§ **Seite**:

"Mein Sommerhaus"
Thomas Mann mit Familie vor seinem
Sommerhaus in Nidden
Foto: Karl Krauskopf
Man möchte doch auch wieder einmal sein Scherflein beitragen zur Unterhaltung und Belehrung (...)
Ich habe an eine Landschaft gedacht, und zwar an die Landschaft, die mir in letzter Zeit besonders ans Herz gewachsen ist: die Kurische Nehrung. (...) Ich habe eine starke Sympathie für diese Landschaft.
Die Kurische Nehrung ist der schmale Landstreifen zwischen Memel und Königsberg, zwischen dem Kurischchen Haff und der Ostsee. Das Haff hat Süßwasser, das auch durch eine kleine Verbindung mit der Ostsee bei Memel nicht beeinträchtigt wird, und birgt Süßwasserfische. Der Landstreifen ist ca. 96 km lang und so schmal, daß man ihn in 20 Minuten oder einer halben Stunde bequem vom Haff zur See überqueren kann. Es ist sandig, waldig und sumpfig.
Meine Worte können Ihnen keine Vorstellung von der eigenartigen Primitivität und dem großartigen Reiz des Landes geben. Ich möchte mich hier auf Wilhelm von Humboldt berufen, der dort war, und speziell von Nidden so erfüllt war, daß er erklärte, man müsse diese Gegend gesehen haben, wie man Italien oder Spanien gesehen haben müsse ("wenn einem nicht ein Bild in der Seele fehlen soll").
(...)Wir sind im Sommer immer gern an die See gegangen, und man empfahl uns da eines Tages, die samländische Küste zu besuchen. Wir waren schon einige Wochen in Rauschen. Dies ist ein ziemlich triviales Ostseebad, wie es viele gibt, und wir sehnten uns nach etwas anderem. Man schlug uns vor, die Nehrung zu besuchen. Gut, wir fuhren also für einige Tage nach Nidden auf der Kurischen Nehrung und waren so erfüllt vor der Landschaft, daß wir beschlossen, dort Hütten zu bauen, wie es in der Bibel heißt.
Dies ist zwar bei uns nichts Neues, denn wir beschließen es phantasieweise fast überall. sei es bei St.Moritz oder Assuan. Aber diesmal war es ernster. Der Eindruck war tief. Man findet einen erstaunlich südlichen Einschlag. Das Wasser des Haffs ist im Sommer bei blauem Himmell tiefblau. Es wirkt wie das Mittelmeer. Es gibt dort eine Kiefernart, Pinien ähnlich. Die weiße Küste ist schön geschwungen, man könnte glauben in Nordafrika zu sein. (...)

§ **Bereitgestellte Daten**:
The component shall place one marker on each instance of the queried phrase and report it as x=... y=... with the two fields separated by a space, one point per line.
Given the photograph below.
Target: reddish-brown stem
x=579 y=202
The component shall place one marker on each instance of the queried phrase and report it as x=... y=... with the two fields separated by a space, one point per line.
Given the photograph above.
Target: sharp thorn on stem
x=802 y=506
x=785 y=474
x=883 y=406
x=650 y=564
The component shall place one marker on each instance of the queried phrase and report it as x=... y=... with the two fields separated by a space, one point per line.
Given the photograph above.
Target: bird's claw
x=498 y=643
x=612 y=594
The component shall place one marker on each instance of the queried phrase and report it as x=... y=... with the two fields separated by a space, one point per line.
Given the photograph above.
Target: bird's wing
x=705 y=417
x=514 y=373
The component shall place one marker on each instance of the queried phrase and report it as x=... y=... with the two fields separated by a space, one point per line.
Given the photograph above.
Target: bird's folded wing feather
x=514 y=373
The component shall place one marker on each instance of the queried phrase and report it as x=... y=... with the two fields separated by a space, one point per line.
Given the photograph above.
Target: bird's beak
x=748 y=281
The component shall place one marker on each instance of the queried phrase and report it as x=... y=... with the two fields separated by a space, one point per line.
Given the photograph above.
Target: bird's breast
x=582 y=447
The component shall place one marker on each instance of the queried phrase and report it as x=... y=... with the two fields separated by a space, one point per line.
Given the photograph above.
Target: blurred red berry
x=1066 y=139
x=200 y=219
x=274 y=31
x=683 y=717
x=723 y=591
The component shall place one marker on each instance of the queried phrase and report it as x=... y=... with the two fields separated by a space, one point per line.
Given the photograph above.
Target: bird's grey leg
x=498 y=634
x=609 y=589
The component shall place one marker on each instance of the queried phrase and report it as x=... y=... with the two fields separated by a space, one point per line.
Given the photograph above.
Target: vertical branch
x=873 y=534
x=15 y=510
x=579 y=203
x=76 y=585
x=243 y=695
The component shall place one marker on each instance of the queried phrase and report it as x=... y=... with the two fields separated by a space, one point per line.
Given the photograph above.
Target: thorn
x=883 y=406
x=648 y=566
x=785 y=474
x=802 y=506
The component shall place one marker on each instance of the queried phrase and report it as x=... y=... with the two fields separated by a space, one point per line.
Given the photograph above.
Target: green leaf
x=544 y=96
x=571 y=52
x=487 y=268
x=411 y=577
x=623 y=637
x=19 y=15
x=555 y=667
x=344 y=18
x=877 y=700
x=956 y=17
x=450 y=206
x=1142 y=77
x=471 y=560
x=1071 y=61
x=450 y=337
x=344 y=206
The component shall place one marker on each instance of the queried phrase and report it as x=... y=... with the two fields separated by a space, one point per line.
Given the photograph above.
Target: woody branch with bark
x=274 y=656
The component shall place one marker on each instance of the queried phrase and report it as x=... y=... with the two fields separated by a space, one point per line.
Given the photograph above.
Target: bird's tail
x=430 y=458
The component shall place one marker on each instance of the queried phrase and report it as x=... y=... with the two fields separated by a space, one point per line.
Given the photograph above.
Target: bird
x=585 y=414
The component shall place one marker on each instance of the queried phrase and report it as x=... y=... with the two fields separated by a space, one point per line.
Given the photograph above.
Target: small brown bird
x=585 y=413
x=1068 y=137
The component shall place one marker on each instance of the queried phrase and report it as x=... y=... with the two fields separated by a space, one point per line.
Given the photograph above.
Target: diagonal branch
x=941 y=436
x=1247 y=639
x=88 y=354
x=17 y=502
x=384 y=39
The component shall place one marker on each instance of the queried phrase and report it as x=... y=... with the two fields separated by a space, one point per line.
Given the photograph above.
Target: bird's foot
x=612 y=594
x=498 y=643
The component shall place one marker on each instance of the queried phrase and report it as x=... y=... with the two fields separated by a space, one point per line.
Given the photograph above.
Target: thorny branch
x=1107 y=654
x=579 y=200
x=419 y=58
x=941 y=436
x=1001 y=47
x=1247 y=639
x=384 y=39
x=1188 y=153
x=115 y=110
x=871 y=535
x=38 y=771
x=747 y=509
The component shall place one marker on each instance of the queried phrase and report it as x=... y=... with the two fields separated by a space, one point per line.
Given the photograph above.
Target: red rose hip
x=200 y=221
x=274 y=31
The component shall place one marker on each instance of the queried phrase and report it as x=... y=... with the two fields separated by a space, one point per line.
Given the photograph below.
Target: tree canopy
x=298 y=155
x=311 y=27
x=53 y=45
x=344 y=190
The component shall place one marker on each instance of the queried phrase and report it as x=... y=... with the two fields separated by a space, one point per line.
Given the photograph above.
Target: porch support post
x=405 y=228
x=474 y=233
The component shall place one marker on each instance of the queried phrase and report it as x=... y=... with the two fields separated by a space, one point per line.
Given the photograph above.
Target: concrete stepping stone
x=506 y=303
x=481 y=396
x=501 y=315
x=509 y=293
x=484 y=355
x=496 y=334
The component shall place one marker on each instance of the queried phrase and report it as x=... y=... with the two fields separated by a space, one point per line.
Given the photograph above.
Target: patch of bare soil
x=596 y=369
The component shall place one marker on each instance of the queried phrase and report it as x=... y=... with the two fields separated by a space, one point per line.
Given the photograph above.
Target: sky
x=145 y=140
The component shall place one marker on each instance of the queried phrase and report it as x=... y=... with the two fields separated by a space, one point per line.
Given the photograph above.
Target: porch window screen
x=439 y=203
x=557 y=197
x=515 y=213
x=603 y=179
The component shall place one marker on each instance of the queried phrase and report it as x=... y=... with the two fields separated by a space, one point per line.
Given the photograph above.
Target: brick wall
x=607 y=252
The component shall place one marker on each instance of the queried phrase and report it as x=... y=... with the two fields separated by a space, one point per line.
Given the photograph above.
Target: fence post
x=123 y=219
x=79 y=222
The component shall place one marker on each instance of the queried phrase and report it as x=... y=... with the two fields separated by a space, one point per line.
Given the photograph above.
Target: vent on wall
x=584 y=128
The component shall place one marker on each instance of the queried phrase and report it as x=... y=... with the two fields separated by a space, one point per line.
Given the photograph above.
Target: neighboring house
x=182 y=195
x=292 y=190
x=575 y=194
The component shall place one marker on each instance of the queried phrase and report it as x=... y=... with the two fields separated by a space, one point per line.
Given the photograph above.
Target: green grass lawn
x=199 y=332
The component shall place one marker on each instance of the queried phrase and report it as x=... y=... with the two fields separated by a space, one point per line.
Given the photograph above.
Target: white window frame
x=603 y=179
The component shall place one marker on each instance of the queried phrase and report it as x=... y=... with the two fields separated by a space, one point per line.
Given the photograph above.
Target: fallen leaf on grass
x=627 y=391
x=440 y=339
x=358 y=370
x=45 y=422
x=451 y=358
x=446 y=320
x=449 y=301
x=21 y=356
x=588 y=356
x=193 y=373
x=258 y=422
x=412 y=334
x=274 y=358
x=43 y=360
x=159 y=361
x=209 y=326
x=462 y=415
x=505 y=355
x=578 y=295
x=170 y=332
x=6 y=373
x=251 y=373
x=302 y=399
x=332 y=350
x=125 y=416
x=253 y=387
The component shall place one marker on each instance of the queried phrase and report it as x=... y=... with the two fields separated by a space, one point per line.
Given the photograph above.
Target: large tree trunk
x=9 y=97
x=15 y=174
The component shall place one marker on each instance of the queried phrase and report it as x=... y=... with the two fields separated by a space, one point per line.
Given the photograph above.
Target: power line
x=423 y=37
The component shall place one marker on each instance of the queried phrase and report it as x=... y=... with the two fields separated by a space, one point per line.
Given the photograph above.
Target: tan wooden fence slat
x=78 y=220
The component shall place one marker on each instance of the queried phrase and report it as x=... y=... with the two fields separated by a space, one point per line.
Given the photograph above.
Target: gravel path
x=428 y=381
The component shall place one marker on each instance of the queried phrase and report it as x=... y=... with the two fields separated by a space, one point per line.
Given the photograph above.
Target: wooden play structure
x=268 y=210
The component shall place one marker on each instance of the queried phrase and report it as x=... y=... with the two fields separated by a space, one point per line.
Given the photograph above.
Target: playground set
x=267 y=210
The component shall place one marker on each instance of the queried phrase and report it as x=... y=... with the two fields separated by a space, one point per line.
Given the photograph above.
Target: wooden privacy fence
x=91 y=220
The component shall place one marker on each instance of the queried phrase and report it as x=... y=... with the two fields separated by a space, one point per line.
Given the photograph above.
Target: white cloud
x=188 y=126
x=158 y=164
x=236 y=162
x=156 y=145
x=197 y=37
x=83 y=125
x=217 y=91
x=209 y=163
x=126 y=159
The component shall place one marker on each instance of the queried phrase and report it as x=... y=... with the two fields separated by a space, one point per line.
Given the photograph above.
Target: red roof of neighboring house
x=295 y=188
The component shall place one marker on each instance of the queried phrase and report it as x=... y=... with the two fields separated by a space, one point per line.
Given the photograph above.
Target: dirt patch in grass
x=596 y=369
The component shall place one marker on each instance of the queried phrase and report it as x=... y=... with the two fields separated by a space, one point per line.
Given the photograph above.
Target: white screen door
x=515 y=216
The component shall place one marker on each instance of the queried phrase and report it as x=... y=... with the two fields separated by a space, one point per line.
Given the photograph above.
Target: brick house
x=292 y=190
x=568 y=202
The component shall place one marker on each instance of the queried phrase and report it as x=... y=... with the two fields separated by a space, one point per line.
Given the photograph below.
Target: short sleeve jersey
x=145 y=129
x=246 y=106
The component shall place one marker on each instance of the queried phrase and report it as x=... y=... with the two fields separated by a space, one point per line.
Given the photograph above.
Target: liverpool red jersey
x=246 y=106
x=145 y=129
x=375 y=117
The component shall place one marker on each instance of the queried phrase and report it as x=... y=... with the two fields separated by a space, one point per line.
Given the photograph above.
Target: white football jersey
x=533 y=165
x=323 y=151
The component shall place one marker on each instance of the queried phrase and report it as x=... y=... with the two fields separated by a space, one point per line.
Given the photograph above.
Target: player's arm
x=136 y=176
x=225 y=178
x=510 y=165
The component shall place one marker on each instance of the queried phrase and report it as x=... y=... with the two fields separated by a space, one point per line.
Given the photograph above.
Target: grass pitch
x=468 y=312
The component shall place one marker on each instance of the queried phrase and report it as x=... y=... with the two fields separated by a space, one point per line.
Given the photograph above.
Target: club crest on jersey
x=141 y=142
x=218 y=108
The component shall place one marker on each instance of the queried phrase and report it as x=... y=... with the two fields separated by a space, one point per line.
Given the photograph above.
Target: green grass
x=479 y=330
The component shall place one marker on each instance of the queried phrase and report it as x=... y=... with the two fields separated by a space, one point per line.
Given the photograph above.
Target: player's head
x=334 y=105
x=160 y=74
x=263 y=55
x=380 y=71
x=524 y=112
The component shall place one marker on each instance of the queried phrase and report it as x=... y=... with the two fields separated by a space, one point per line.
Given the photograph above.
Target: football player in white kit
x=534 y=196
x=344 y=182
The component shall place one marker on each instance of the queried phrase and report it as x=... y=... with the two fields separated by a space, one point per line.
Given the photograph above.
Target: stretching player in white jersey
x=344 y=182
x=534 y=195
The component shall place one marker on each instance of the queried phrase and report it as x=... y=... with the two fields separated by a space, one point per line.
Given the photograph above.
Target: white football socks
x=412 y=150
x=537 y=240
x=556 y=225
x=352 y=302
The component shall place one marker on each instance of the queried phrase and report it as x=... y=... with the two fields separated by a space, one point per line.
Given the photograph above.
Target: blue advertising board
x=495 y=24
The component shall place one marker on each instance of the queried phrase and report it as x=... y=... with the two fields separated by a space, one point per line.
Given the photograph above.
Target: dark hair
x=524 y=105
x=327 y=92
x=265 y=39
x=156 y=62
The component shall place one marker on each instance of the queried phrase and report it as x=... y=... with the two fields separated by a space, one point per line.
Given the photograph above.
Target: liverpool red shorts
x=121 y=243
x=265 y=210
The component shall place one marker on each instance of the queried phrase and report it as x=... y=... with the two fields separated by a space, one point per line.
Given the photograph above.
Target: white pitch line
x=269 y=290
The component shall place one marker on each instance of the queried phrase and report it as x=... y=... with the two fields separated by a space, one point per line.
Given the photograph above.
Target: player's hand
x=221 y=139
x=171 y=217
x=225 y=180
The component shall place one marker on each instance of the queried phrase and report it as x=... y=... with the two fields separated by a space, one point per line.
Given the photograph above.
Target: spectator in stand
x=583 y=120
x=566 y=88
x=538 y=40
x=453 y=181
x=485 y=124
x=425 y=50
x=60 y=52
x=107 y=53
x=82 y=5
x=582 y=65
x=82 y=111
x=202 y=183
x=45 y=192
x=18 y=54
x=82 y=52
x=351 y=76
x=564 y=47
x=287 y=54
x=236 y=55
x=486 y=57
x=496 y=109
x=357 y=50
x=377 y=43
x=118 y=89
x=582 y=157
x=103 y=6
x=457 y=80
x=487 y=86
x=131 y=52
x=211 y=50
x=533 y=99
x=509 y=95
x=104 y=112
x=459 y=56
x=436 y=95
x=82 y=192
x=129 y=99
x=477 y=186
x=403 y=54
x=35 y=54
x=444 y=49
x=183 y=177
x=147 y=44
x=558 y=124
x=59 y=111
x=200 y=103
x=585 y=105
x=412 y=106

§ **Aufgaben**:
A) Geben Sie aus dem Text über das Sommerhaus in Nidden die Stelle von „Die Kurische Nehrung ist“ bis „waldig und sumpfig.“ wortgetreu wieder.
B) Wie lang ist der Landstreifen der Kurischen Nehrung laut dem Text über das Sommerhaus in Nidden?

§ **Lösungen**:
A)
Die Kurische Nehrung ist der schmale Landstreifen zwischen Memel und Königsberg, zwischen dem Kurischchen Haff und der Ostsee. Das Haff hat Süßwasser, das auch durch eine kleine Verbindung mit der Ostsee bei Memel nicht beeinträchtigt wird, und birgt Süßwasserfische. Der Landstreifen ist ca. 96 km lang und so schmal, daß man ihn in 20 Minuten oder einer halben Stunde bequem vom Haff zur See überqueren kann. Es ist sandig, waldig und sumpfig.

B) Er ist ca. 96 km lang.